What you need to do → Copy, without any change, every line below from the one containing "point_to reports the position of each instance of the decorative" down to the one containing "column 326, row 278", including both of those lines.

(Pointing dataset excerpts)
==========

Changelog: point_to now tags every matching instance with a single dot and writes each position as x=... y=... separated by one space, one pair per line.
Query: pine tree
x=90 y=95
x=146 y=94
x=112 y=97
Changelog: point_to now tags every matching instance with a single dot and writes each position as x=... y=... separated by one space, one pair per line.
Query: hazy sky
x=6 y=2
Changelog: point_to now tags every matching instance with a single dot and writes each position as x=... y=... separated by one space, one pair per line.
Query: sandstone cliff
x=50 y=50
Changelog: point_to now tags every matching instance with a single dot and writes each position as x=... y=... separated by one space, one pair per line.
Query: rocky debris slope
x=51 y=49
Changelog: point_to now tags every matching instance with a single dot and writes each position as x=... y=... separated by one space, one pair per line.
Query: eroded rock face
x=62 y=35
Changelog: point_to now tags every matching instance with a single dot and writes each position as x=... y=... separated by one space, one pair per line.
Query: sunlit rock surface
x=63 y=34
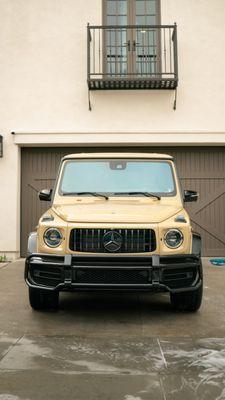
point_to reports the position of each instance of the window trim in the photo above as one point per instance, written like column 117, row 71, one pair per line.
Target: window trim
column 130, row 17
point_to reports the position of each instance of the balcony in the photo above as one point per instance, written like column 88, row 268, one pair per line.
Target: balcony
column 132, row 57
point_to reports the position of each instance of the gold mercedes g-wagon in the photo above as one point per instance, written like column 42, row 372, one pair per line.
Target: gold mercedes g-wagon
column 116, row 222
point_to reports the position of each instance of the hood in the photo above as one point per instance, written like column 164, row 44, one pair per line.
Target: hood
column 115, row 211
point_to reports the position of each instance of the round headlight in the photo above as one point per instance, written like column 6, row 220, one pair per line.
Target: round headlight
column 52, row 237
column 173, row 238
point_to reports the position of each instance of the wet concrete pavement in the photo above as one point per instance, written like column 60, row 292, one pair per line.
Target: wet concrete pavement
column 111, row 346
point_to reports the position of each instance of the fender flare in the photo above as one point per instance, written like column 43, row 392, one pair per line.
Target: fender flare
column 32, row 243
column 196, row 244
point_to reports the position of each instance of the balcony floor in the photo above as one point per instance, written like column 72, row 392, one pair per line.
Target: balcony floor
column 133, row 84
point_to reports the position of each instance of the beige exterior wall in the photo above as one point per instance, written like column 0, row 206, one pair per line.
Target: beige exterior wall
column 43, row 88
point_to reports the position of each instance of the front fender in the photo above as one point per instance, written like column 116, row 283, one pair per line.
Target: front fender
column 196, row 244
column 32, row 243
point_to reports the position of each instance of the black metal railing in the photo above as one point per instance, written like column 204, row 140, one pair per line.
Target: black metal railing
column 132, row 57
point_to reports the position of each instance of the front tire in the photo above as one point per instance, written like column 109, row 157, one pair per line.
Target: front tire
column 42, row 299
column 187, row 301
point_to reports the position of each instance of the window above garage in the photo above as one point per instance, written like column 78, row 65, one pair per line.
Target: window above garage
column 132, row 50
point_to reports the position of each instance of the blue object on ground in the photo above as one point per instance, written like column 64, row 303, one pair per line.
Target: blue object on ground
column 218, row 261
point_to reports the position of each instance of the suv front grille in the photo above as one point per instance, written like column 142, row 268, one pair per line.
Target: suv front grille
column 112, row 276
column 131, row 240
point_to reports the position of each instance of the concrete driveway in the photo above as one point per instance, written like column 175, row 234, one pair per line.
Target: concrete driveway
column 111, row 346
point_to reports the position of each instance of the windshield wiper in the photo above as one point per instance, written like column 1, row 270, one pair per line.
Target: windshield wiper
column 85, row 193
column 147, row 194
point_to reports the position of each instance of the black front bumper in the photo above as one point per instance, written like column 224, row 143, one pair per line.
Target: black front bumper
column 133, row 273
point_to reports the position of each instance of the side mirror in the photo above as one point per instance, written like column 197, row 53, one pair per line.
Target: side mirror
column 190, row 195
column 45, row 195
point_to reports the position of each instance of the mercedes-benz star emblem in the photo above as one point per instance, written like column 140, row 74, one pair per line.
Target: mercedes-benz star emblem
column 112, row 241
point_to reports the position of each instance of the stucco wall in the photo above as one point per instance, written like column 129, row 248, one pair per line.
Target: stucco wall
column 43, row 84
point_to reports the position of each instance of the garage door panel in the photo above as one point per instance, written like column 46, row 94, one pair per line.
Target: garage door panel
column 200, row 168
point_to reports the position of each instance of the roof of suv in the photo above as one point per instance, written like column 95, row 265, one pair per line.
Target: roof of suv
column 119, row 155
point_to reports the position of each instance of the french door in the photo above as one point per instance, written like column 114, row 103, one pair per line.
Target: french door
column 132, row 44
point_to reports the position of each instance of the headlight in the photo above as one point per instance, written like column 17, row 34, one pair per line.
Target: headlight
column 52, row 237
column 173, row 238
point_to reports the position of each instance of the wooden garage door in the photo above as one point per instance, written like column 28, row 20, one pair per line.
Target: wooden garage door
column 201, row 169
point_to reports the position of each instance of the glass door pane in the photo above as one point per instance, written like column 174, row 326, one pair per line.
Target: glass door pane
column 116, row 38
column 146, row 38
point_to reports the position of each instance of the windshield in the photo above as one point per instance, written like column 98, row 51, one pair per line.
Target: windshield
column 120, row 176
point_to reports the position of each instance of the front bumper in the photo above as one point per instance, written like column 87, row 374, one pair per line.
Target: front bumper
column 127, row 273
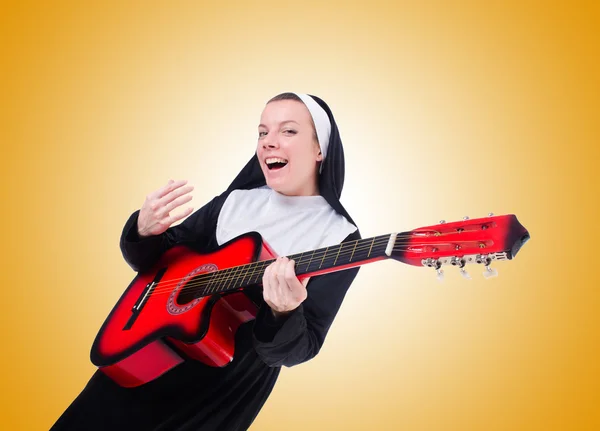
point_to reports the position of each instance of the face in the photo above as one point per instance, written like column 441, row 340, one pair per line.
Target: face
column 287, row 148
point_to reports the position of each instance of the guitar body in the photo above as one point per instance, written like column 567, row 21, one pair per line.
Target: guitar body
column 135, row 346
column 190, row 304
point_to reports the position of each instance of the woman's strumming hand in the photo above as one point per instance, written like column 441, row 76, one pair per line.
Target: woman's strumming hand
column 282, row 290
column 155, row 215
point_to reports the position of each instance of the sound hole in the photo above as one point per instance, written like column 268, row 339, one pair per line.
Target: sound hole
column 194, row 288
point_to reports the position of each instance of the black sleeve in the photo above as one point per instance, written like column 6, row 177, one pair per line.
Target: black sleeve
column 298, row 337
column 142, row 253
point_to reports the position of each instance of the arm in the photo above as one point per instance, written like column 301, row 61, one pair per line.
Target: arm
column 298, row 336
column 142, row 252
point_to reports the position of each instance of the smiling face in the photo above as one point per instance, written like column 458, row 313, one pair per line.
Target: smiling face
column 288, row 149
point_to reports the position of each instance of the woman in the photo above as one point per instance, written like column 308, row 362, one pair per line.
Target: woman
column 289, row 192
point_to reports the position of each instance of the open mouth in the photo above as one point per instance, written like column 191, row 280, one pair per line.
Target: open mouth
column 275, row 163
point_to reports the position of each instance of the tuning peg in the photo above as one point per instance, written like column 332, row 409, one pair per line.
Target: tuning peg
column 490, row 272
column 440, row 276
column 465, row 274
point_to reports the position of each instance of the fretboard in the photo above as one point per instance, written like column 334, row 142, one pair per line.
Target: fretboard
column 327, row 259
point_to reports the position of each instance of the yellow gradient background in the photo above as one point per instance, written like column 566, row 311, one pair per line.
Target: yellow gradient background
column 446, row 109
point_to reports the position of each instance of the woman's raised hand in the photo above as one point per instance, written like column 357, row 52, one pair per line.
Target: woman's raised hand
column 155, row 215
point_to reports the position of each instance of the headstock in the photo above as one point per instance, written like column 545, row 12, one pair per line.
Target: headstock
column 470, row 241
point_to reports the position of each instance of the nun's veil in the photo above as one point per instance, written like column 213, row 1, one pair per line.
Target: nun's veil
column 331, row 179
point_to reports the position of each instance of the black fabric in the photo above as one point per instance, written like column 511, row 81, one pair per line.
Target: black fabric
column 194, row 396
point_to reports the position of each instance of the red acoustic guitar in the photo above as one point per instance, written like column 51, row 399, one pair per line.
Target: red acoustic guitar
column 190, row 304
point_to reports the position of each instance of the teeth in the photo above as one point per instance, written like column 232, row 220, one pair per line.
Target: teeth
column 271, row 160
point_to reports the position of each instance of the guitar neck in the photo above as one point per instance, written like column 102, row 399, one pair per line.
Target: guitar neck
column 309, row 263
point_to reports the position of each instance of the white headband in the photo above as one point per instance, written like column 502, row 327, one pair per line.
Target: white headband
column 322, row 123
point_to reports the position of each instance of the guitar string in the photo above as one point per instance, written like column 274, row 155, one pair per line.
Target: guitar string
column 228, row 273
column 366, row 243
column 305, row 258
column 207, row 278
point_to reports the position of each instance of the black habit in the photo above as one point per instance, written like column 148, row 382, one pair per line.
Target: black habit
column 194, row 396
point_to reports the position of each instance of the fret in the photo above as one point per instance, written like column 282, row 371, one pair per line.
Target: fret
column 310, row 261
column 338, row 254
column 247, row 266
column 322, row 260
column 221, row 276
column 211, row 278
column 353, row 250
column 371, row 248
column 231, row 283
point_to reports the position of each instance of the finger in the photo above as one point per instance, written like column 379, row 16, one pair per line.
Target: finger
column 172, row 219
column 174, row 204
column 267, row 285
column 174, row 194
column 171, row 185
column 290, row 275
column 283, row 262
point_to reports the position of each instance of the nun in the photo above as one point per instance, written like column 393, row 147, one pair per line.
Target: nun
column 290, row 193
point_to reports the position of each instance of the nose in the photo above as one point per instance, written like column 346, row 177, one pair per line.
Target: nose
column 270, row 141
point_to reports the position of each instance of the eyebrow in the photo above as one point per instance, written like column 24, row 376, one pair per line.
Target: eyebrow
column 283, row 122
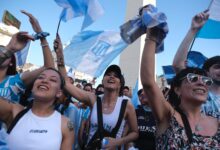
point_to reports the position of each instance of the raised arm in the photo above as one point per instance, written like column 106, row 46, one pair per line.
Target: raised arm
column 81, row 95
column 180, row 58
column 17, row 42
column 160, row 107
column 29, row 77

==========

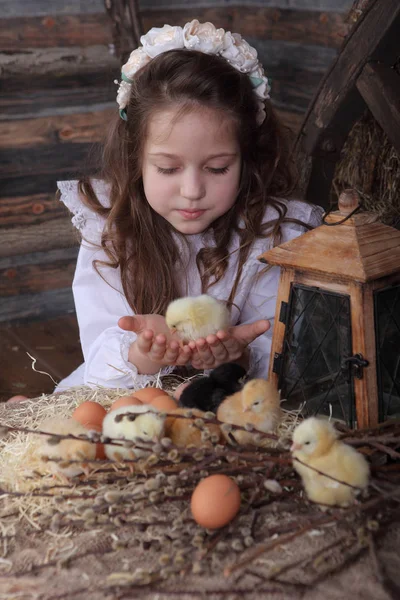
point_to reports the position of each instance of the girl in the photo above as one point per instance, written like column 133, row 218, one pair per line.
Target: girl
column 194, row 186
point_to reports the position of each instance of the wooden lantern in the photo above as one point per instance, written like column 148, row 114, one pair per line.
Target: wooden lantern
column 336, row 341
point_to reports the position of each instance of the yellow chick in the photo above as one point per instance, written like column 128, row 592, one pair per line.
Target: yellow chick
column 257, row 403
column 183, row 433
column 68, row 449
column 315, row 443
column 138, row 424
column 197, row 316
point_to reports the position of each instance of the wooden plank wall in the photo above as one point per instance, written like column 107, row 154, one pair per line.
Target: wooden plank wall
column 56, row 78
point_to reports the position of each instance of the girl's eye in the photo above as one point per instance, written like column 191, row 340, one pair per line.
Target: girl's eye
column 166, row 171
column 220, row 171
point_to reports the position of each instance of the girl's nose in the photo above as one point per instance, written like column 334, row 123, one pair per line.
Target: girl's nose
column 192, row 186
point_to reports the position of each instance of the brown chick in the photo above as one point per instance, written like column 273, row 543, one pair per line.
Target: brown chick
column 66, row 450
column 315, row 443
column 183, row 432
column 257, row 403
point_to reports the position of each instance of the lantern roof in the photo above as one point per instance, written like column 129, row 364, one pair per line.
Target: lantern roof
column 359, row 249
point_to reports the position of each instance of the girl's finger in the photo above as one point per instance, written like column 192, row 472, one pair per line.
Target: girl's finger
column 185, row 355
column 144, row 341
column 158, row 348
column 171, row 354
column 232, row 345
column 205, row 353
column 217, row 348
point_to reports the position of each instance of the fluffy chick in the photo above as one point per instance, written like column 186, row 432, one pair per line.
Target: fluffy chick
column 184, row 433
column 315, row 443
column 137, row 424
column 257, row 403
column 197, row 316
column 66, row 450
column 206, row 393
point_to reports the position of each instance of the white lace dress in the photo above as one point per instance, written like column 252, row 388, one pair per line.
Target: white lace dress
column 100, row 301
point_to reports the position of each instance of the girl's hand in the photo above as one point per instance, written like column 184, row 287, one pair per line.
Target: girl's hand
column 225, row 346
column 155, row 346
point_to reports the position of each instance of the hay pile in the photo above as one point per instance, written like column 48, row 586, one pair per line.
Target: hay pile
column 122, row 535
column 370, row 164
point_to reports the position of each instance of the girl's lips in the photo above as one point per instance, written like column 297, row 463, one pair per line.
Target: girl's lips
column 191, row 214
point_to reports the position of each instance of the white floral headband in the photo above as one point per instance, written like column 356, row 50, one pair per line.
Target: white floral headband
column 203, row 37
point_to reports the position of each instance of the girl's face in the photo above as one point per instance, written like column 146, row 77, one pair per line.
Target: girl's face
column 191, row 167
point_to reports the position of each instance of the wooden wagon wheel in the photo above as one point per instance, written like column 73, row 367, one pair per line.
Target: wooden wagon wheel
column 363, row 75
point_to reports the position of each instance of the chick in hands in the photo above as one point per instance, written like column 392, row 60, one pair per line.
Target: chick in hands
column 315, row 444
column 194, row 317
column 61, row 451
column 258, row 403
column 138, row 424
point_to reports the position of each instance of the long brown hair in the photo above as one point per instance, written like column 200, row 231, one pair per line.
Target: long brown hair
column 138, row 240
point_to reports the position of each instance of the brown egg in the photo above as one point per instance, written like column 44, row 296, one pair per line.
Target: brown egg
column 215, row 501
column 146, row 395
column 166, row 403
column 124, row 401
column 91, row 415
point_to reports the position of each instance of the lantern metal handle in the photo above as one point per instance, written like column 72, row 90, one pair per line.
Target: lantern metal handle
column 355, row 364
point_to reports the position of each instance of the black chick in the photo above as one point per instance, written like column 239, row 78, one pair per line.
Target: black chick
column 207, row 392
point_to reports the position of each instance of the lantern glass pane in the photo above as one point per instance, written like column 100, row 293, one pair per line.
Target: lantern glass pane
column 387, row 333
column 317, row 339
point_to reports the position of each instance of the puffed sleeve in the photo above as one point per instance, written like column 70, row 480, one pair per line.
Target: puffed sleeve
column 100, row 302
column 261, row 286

==========

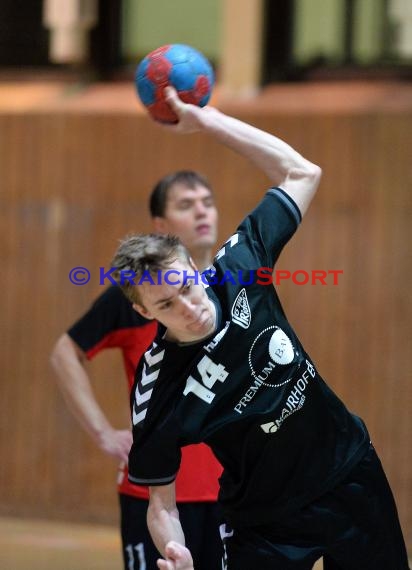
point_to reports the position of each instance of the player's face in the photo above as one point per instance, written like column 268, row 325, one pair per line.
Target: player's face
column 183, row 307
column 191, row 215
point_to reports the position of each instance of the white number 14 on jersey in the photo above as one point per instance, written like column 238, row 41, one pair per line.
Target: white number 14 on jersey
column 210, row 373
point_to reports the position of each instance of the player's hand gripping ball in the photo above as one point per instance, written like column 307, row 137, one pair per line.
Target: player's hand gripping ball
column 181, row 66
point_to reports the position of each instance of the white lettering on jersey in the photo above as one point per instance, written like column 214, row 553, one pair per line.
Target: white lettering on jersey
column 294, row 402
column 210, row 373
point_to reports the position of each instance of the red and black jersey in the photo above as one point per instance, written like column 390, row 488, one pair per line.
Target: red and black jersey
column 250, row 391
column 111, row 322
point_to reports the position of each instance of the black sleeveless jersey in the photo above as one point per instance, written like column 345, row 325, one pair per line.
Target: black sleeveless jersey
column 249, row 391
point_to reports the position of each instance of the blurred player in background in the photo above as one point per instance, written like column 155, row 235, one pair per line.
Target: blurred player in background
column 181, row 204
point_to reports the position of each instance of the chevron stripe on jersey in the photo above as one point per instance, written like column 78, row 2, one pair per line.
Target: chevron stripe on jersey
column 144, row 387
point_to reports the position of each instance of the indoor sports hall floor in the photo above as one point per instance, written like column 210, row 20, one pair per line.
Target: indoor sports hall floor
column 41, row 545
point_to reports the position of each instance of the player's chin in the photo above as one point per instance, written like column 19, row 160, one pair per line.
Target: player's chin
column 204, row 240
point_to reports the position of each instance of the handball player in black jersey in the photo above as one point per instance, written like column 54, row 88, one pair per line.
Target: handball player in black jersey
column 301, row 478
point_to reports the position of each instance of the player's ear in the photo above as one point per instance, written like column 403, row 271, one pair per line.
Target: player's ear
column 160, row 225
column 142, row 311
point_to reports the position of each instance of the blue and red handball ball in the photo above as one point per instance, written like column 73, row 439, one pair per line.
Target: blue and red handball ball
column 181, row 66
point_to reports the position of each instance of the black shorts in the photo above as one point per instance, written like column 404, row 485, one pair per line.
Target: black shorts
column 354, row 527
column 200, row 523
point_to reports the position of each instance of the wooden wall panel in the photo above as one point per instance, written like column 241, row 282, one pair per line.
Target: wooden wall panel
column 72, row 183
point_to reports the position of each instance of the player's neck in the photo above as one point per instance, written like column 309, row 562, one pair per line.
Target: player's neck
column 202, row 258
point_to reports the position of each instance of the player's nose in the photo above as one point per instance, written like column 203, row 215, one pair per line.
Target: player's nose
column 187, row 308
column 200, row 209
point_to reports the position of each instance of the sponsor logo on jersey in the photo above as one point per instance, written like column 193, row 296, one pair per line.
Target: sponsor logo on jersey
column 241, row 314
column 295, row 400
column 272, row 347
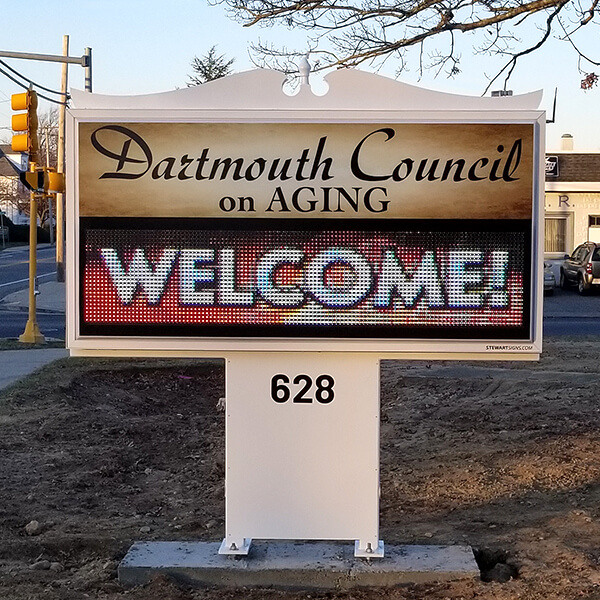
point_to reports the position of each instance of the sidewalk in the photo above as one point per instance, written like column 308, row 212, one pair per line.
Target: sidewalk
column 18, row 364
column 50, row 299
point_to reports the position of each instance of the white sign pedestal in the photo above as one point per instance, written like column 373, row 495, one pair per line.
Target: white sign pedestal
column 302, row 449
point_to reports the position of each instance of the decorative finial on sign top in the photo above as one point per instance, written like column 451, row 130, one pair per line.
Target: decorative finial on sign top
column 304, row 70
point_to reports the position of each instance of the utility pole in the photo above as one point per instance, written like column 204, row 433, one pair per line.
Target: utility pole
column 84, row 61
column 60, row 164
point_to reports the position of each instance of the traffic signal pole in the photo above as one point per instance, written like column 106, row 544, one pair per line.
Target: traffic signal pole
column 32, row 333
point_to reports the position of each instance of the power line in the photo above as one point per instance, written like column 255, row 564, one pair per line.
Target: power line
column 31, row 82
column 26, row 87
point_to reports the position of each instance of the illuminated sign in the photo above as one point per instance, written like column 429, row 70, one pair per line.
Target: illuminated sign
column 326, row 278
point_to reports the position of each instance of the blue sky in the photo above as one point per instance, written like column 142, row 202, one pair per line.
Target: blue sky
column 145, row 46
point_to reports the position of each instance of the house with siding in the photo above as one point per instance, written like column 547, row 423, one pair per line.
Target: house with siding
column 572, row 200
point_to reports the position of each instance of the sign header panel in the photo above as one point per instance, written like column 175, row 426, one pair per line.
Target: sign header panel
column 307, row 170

==========

Final answer →
point_to reports the position of each instance of the decorative finial on sign top in the photo above as one point per instance, written like column 451, row 130, one pair per line.
Target: decorative finial on sign top
column 304, row 70
point_to reports the position of each instance of the utility pole in the photo above as one point per instance, written like column 204, row 433, one pair per line.
Target: utility pole
column 84, row 61
column 60, row 164
point_to reports the position of each instance of the traffic signal pole in the photo above as one point per instance, written like column 106, row 544, one pair per line.
Target: traffic signal pole
column 32, row 333
point_to reports the position of each instance of the power line in the photo above as one point per instance, written like column 255, row 564, one pair per line.
Target: power line
column 31, row 82
column 26, row 87
point_to reports the position of each instance of the illuminated sign in the photo above as one point per instance, written like column 429, row 70, one pair per line.
Target: illuminated sign
column 326, row 278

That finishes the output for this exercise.